# DATA IN THIS EXERCISE
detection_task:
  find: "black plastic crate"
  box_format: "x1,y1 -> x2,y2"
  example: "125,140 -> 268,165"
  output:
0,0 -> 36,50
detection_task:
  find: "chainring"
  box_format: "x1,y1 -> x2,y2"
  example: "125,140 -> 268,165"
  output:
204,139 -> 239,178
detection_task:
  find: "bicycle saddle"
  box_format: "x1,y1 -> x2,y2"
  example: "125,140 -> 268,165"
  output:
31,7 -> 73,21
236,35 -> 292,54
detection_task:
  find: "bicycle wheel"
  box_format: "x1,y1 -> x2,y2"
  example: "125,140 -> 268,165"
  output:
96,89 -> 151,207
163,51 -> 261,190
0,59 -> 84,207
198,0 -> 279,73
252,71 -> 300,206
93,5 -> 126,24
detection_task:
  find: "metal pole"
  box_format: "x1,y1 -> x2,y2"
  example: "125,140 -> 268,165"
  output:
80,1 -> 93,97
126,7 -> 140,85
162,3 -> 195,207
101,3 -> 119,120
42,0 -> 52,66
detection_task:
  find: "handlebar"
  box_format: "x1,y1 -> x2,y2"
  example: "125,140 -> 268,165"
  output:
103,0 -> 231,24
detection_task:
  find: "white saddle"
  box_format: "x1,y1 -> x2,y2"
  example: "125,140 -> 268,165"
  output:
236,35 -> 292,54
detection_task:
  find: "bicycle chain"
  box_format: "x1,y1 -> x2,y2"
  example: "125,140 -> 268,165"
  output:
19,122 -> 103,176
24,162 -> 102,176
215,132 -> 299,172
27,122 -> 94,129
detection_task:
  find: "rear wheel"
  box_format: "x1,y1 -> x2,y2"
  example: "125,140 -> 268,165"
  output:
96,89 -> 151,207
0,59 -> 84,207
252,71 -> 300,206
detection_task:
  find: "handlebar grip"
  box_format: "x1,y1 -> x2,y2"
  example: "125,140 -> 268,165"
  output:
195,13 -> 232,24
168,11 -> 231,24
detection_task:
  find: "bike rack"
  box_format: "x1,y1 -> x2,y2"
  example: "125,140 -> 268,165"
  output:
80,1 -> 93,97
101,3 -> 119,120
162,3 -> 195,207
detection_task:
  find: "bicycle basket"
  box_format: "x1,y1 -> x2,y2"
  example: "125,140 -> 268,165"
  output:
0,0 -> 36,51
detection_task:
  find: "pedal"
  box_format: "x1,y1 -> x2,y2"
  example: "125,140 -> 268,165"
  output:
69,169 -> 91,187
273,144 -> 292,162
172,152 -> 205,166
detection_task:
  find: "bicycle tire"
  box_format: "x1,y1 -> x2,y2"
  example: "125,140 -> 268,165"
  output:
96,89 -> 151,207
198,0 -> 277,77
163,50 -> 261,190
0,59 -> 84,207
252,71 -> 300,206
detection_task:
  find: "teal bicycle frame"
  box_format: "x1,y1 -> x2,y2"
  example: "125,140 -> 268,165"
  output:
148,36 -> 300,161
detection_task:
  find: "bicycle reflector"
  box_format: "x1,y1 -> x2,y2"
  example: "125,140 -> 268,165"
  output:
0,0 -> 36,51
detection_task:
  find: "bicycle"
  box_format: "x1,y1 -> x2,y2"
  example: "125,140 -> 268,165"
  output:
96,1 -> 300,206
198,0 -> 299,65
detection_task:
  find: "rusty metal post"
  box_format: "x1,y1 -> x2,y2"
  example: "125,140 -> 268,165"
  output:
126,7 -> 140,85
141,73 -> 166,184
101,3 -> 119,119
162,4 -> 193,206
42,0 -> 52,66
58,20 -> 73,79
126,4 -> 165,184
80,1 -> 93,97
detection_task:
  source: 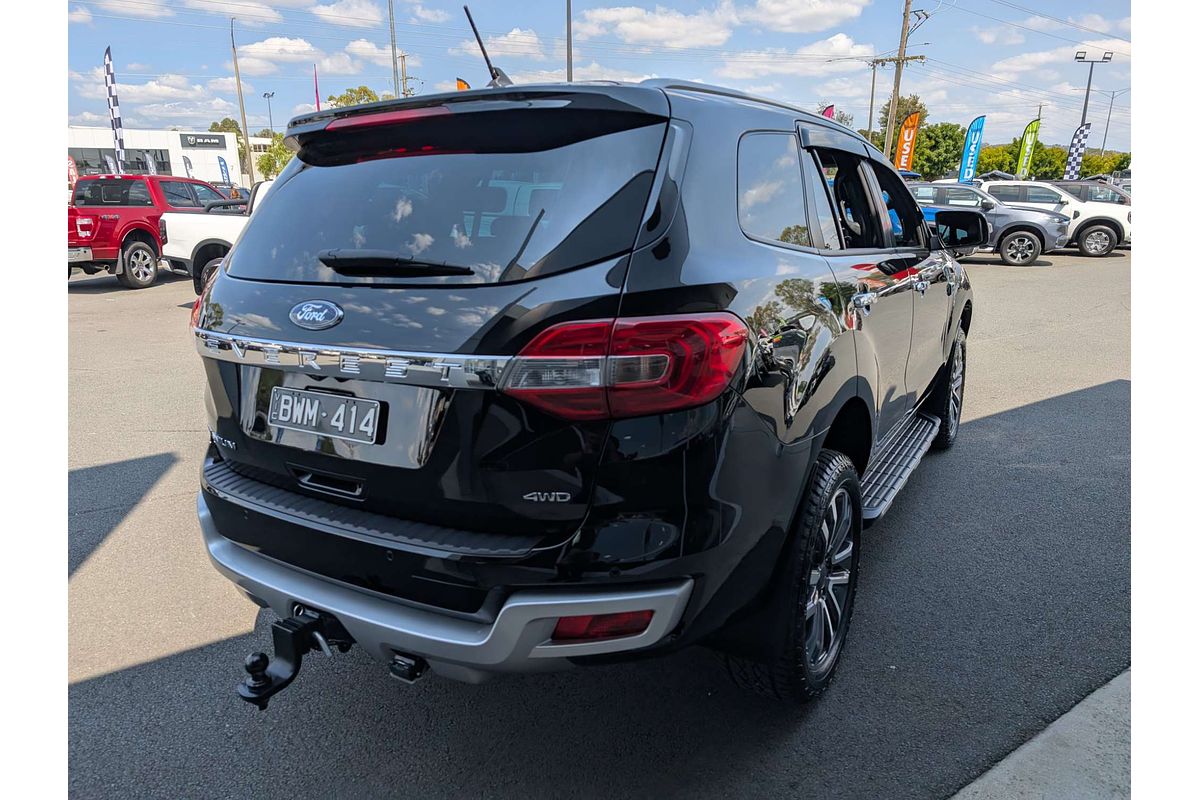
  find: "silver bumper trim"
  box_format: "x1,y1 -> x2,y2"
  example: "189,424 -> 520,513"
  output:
197,492 -> 692,681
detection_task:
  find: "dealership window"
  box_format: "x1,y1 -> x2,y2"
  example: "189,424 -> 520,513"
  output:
738,133 -> 812,247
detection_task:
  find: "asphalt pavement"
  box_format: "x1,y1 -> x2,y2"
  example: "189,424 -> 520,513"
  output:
67,251 -> 1130,799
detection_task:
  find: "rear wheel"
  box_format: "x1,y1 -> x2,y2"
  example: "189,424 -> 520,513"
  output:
996,230 -> 1042,266
725,450 -> 863,702
1079,224 -> 1117,258
118,240 -> 158,289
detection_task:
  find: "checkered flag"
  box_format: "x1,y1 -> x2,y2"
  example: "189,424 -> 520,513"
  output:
104,47 -> 125,175
1062,122 -> 1092,181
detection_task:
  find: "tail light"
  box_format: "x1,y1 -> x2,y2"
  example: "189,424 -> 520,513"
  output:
551,610 -> 654,642
500,313 -> 748,420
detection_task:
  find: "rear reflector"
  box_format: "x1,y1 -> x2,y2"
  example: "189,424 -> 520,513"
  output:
325,106 -> 450,131
552,610 -> 654,642
502,313 -> 746,420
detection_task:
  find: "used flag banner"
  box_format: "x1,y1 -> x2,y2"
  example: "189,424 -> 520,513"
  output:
1062,122 -> 1092,181
104,47 -> 125,175
959,116 -> 985,184
895,112 -> 920,169
1016,118 -> 1042,181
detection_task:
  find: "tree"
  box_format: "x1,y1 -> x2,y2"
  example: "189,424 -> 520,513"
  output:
254,131 -> 295,180
209,116 -> 250,173
912,122 -> 967,181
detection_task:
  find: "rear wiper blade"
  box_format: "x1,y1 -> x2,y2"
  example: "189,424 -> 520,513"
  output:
317,248 -> 475,276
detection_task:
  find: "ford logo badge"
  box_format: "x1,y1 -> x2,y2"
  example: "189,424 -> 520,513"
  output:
288,300 -> 342,331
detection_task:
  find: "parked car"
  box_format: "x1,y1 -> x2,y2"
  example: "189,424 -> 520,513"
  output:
192,80 -> 985,708
979,181 -> 1133,255
67,175 -> 226,289
160,181 -> 275,294
910,184 -> 1070,266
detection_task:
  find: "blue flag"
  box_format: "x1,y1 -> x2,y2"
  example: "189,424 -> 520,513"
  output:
959,116 -> 985,184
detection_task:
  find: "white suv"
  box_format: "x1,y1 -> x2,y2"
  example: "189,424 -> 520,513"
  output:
979,181 -> 1133,255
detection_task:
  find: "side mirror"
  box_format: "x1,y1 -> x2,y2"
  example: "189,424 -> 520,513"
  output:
935,211 -> 988,249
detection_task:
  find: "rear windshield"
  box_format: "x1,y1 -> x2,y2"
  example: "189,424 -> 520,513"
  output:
229,114 -> 666,283
71,179 -> 154,205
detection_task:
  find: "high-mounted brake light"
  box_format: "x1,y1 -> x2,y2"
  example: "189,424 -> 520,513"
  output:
502,313 -> 748,420
325,106 -> 450,131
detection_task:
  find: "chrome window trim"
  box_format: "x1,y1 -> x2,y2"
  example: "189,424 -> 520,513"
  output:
192,327 -> 512,389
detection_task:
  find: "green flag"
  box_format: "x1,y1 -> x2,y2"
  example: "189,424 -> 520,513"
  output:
1016,118 -> 1042,180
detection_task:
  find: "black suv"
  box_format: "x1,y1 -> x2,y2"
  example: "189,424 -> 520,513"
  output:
192,82 -> 986,706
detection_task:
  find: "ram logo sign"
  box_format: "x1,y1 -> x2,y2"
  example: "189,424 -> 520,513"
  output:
521,492 -> 571,503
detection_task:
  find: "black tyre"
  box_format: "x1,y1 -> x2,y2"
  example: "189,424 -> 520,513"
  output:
116,240 -> 158,289
928,327 -> 967,450
1075,223 -> 1117,258
996,230 -> 1042,266
192,255 -> 224,294
724,450 -> 863,702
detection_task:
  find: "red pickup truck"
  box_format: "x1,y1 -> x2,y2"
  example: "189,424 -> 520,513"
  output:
67,175 -> 226,289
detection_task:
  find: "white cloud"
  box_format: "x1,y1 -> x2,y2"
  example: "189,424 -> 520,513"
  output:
575,0 -> 737,49
716,34 -> 875,78
737,0 -> 871,34
96,0 -> 175,19
409,2 -> 450,23
312,0 -> 384,28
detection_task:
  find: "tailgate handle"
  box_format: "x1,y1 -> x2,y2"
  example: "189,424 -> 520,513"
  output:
289,467 -> 362,500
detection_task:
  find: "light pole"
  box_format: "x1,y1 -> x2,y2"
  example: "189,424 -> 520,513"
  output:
263,91 -> 275,134
1100,89 -> 1129,157
1075,50 -> 1112,127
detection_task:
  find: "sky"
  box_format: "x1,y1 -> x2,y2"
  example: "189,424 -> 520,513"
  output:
67,0 -> 1132,150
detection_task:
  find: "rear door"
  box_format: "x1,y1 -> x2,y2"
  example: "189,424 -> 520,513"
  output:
804,136 -> 917,439
197,89 -> 668,541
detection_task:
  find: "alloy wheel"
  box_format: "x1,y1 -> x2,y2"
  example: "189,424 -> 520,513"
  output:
1084,229 -> 1112,255
804,486 -> 854,672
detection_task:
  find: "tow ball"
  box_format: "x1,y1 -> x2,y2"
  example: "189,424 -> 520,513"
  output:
238,606 -> 353,711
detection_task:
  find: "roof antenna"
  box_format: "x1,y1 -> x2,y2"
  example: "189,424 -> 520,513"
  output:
462,6 -> 512,89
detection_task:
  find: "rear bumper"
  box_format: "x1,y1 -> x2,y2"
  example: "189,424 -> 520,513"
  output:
197,492 -> 692,682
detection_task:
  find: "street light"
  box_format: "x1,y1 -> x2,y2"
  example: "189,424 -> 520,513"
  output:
1075,50 -> 1112,127
260,91 -> 275,136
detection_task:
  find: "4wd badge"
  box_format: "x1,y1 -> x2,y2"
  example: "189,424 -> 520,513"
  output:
288,300 -> 342,331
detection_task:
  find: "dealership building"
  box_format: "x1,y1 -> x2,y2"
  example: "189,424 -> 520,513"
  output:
67,125 -> 271,186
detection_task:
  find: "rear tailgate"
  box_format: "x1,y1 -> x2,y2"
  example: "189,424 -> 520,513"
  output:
196,88 -> 668,551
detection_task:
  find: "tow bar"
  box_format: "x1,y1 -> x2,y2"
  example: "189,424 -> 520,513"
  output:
238,606 -> 354,711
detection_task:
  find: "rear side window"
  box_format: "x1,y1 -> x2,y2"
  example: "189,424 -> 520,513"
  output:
988,186 -> 1021,203
158,181 -> 199,209
946,186 -> 980,209
812,149 -> 888,249
72,180 -> 154,206
738,133 -> 812,247
228,109 -> 666,284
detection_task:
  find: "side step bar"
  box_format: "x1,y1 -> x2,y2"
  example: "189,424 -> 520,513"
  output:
863,413 -> 942,519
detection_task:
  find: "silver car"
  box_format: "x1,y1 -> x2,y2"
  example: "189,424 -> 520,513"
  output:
910,184 -> 1070,266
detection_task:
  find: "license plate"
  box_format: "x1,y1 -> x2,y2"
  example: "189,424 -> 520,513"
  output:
266,386 -> 379,445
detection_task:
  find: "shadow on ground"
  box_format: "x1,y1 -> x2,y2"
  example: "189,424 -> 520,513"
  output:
70,381 -> 1129,799
67,453 -> 178,575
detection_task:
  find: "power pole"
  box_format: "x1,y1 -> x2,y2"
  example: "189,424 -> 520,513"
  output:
1100,89 -> 1129,157
883,0 -> 912,158
229,17 -> 254,186
566,0 -> 575,83
388,0 -> 404,98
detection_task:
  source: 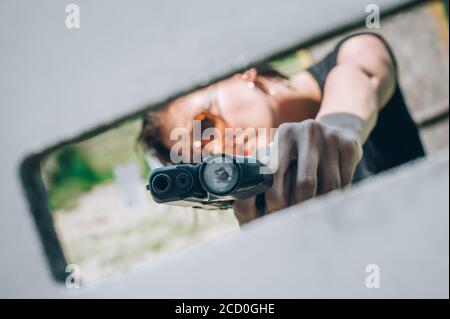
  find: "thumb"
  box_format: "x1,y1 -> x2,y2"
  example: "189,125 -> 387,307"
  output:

# GOAL OF THE EXERCISE
Pick out every line in the material above that contains the word "bumper", and copy each of those lines in full.

# SOLUTION TO THIS EXERCISE
  find: "silver bumper trim"
  find: "rear bumper"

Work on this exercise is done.